_How to complete this task_: In the abstract on analog IC sizing, what did the authors combine their adapted NSGA-III with?

:: Text block ::

Simulated annealing assisted NSGA-III-based multi-objective analog IC sizing tool

Abstract

Over the last few decades, several CAD tools using random search techniques have been developed to find a set of optimum solutions for analog IC design. Although most of these tools have been successful for one or two objective designs, they tend to become ineffective to fulfill the requirements of the desired Pareto-Optimal Front (POF) for many and multi-objective (MO) problems. To address this issue, we propose a novel multi-objective analog circuit optimization tool that employs a hybrid guided random search technique. We adapted the Non-dominated Sorting Genetic Algorithm 3 (NSGA-III) to the analog circuit sizing problem and combined it with simulated annealing (SA) based single-objective (SO) genetic algorithm (GA). This implementation enables the construction of homogeneous POFs in many-dimensional objective spaces. To our best knowledge, this is the first implementation of the NSGA-III in analog electronic design automation (EDA). For demonstration purposes, we optimized two OTA circuits by using the proposed tool, the standard NSGA-III and SPEA-2 based analog circuit optimizers. According to the synthesis results, the proposed tool and 2-objective NSGA-III outperform 2-objective SPEA-2 in terms of POF quality. Specifically, our proposed tool achieved the best results in the maximum spread metrics, outperforming both 2-objective NSGA-III and SPEA2 in all case studies. Furthermore, the number of total simulations required by our method for 3-objective problems is in the same order of magnitude compared to the state-of-the-art methods for 2-objective problems.

:::
:: Supplied data ::

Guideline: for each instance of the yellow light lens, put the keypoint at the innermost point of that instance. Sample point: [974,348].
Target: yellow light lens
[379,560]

:::

_Answer box_: A simulated annealing (SA) based single-objective (SO) genetic algorithm (GA).